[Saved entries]
--------------------

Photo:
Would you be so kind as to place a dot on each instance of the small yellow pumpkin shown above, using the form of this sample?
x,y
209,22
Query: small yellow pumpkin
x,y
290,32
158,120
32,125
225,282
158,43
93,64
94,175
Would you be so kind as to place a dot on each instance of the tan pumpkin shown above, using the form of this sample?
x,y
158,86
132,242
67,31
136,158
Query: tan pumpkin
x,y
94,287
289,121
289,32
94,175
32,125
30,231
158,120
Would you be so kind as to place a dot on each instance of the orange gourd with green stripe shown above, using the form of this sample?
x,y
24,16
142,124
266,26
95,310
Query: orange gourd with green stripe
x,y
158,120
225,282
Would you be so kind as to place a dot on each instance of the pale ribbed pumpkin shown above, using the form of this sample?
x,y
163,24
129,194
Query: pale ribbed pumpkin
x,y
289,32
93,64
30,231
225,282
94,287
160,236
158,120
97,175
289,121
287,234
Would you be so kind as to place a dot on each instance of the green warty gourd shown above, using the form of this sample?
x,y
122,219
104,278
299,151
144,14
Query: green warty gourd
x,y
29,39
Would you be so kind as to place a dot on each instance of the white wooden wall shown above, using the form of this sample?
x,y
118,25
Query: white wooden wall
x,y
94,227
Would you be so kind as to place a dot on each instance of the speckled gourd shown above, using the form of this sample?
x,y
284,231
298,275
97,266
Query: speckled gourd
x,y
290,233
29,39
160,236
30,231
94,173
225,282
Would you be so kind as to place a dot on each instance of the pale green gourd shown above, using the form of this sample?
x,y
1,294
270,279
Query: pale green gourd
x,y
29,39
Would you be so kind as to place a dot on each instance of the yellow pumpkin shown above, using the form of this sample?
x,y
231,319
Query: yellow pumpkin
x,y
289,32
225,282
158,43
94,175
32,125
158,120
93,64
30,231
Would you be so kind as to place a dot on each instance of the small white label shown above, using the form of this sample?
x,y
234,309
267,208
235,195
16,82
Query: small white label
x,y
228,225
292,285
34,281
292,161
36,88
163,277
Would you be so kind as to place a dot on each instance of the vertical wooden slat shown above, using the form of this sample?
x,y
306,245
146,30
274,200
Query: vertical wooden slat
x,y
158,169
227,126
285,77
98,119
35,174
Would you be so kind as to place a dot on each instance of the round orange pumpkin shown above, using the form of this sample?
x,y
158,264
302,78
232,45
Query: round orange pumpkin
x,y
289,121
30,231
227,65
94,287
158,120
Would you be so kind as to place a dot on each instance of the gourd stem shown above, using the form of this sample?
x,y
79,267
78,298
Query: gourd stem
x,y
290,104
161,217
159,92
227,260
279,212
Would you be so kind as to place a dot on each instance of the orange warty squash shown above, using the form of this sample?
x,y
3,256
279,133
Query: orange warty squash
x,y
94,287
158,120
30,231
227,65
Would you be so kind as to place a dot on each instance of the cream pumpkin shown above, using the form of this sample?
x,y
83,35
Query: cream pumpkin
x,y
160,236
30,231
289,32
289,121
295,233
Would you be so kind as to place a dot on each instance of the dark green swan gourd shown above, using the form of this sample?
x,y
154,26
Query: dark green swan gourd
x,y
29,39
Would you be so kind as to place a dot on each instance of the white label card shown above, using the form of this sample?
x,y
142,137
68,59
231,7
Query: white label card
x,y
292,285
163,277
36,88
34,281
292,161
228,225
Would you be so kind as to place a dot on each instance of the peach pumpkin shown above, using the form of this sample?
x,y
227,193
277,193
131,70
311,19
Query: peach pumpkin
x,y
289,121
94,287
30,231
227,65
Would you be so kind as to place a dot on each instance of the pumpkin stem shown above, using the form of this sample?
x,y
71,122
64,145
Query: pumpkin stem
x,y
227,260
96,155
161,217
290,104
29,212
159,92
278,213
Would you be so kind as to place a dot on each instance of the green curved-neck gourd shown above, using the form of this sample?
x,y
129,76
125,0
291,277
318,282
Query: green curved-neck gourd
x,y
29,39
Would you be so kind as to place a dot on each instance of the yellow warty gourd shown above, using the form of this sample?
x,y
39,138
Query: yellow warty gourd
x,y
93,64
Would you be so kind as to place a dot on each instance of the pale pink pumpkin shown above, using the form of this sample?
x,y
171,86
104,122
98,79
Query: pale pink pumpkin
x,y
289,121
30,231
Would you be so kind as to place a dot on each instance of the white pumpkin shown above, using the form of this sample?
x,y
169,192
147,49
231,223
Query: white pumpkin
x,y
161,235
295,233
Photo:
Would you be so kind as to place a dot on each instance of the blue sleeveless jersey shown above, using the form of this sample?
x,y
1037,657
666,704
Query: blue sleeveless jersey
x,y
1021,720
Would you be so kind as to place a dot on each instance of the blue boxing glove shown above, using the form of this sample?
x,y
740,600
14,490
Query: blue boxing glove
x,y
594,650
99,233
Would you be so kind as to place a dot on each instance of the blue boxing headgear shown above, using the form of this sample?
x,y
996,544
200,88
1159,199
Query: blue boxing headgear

--------------------

### Exercise goal
Return, from the data above, each line in which the string "headgear" appears.

### Output
Would you be so kind as to place a dot on each instance of the blue boxing headgear shown above, using the form of this sample?
Query: blue boxing headgear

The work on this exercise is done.